**Exercise description**
In the scraping notebook, who created the original Flash?

**Reading text**
## Scraping Data without using BS4

In [84]:
import wikipedia as w
import pandas as pd

In [85]:
text=w.summary("Flash (DC Comics character)")
text

'The Flash (or simply Flash) is the name of several superheroes appearing in American comic books published by DC Comics. Created by writer Gardner Fox and artist Harry Lampert, the original Flash first appeared in Flash Comics #1 (cover date January 1940/release month November 1939). Nicknamed "the Scarlet Speedster", all incarnations of the Flash possess "superspeed", which includes the ability to run, move, and think extremely fast, use superhuman reflexes, and seemingly violate certain laws of physics.\nThus far, at least five different characters—each of whom somehow gained the power of "the Speed Force"—have assumed the mantle of the Flash in DC\'s history: college athlete Jay Garrick (1940–1951, 1961–2011, 2017–present), forensic scientist Barry Allen (1956–1985, 2008–present), Barry\'s nephew Wally West (1986–2011, 2016–present), Barry\'s grandson Bart Allen (2006–2007), and Chinese-American Avery Ho (2017–present). Each incarnation of the Flash has been a key member of at leas

In [86]:
R = w.search("Flash (DC Comics character)")
page = w.page(R[0])
title = page.title
content = page.content
print("Page title : ", title, "\n")
print("Page content : ", content, "\n")

Page title :  Flash (DC Comics character)

[Data entries]
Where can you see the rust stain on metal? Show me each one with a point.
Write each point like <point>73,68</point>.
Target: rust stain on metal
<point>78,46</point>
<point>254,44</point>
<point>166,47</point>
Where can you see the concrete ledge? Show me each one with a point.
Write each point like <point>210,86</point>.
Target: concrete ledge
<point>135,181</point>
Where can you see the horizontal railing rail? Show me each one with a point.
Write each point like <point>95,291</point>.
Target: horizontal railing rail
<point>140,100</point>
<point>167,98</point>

**Reply to the task**
Writer Gardner Fox and artist Harry Lampert.